PROBLEM TO SOLVE: Show every line of the records below that contains the word "shirt".

Rows from a box labeling dataset:
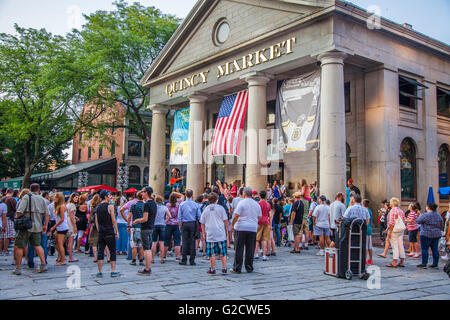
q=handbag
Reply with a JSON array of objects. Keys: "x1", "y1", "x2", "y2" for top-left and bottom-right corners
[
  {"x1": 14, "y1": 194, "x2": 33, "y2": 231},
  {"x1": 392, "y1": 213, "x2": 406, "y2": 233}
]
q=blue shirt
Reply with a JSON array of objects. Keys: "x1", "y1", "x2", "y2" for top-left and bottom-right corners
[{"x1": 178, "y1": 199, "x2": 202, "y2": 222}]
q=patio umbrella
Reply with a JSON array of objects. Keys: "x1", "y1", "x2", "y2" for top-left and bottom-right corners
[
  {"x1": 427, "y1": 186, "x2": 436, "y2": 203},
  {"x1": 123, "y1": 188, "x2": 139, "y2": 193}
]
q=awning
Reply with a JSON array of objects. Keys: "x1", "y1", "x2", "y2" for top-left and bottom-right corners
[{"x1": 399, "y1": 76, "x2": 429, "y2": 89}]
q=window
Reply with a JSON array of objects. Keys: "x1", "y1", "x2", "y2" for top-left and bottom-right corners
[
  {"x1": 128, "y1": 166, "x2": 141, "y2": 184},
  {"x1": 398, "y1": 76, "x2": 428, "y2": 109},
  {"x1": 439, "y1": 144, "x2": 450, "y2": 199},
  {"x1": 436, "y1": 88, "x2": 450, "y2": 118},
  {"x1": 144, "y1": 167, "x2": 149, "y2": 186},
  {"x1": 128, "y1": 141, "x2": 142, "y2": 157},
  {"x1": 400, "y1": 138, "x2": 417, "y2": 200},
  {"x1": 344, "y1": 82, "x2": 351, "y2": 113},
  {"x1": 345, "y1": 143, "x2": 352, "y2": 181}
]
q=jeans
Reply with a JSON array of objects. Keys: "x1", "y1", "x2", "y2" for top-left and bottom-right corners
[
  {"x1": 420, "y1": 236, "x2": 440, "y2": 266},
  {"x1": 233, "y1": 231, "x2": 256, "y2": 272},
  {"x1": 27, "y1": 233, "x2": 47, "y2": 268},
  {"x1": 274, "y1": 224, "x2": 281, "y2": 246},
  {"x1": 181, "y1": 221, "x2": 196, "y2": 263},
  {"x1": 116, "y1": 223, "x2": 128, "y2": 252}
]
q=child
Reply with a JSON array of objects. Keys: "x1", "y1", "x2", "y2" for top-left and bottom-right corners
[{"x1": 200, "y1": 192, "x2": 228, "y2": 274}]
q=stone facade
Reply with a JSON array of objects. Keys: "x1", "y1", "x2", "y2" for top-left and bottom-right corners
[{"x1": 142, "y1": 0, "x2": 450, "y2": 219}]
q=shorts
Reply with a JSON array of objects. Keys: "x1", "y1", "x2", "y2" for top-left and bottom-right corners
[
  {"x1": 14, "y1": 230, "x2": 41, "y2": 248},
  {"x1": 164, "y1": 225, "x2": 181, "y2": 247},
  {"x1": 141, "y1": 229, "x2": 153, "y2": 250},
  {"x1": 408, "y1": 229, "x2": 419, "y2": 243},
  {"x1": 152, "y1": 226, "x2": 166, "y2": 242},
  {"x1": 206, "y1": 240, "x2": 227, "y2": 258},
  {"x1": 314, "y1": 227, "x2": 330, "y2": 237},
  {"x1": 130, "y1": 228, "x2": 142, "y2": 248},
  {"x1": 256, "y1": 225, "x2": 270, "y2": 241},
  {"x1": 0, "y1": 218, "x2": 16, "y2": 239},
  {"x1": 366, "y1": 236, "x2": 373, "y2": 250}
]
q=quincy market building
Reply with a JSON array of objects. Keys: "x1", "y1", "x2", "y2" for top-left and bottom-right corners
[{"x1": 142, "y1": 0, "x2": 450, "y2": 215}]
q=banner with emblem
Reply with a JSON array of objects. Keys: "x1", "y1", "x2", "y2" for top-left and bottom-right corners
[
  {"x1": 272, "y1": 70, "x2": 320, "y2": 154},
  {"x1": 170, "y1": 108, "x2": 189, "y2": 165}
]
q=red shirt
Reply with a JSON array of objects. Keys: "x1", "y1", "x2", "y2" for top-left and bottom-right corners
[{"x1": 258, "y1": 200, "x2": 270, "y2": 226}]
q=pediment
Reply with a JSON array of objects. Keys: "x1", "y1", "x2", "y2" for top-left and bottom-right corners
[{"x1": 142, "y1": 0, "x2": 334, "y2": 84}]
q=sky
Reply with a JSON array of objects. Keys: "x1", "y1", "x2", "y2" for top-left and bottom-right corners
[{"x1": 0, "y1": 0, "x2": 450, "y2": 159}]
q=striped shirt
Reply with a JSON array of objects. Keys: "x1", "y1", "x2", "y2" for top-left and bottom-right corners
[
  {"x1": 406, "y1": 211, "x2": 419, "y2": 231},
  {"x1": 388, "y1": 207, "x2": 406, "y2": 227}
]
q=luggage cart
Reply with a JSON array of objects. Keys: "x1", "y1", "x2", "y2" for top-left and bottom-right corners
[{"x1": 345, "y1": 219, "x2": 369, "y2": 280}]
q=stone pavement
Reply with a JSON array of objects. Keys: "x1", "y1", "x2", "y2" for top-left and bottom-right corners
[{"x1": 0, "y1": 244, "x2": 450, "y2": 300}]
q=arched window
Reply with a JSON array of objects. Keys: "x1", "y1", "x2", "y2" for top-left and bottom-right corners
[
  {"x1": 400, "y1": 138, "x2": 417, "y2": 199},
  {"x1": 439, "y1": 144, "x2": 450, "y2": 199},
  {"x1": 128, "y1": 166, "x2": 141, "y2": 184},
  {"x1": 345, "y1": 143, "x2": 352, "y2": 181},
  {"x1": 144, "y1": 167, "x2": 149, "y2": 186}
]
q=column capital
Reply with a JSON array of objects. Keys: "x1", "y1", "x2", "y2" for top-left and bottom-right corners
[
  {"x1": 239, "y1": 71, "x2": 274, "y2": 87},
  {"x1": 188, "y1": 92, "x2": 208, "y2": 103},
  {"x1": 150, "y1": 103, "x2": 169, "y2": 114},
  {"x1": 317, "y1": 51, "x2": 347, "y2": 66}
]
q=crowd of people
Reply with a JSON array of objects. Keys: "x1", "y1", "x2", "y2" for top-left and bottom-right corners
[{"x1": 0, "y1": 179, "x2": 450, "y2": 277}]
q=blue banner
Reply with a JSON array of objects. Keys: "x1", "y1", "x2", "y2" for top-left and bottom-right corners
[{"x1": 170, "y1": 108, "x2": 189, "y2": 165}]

TASK RESULT:
q=blue shirt
q=red shirt
q=striped shirt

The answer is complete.